# Start of STORED DATA

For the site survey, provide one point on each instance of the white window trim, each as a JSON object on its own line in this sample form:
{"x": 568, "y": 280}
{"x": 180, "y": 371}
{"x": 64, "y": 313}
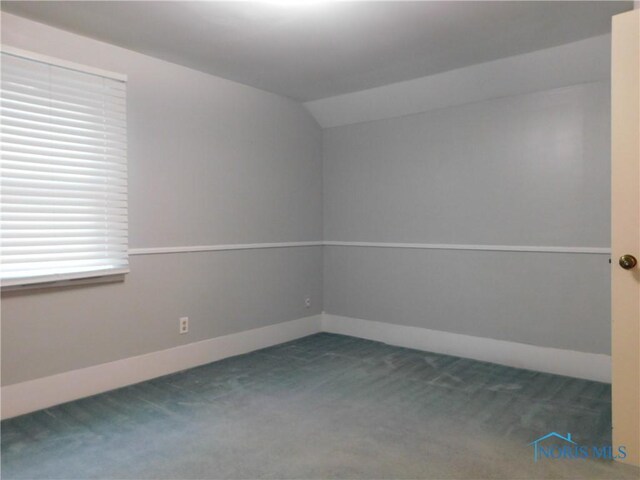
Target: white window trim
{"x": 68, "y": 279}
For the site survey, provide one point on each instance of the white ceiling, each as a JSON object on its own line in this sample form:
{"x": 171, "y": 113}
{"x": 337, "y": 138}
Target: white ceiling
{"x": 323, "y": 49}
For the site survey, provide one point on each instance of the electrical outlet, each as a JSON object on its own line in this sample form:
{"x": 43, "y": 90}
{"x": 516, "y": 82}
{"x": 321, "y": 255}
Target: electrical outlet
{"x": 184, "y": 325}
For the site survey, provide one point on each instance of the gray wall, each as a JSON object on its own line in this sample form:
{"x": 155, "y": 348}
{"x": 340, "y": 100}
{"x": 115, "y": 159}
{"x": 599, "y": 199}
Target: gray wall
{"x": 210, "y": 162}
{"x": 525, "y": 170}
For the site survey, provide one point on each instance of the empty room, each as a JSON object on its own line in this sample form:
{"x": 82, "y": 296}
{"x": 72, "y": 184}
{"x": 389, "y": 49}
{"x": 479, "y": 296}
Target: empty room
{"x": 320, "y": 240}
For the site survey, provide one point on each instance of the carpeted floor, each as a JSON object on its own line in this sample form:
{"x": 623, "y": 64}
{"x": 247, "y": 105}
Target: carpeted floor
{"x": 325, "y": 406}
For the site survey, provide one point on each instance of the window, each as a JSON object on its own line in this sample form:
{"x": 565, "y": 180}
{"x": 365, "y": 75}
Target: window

# End of STORED DATA

### [TASK OBJECTIVE]
Extract, exactly as they appear, the lines from the one containing "of the carpeted" through the final line.

### [EXERCISE OUTPUT]
For the site survey, provide one point on each instance of the carpeted floor, each as a JSON object on its own line in this sample form:
{"x": 623, "y": 64}
{"x": 247, "y": 105}
Target: carpeted floor
{"x": 325, "y": 406}
For the site survey, provide one point on each instance of the window, each as a JSON object on its own line in this sample form:
{"x": 565, "y": 180}
{"x": 365, "y": 75}
Target: window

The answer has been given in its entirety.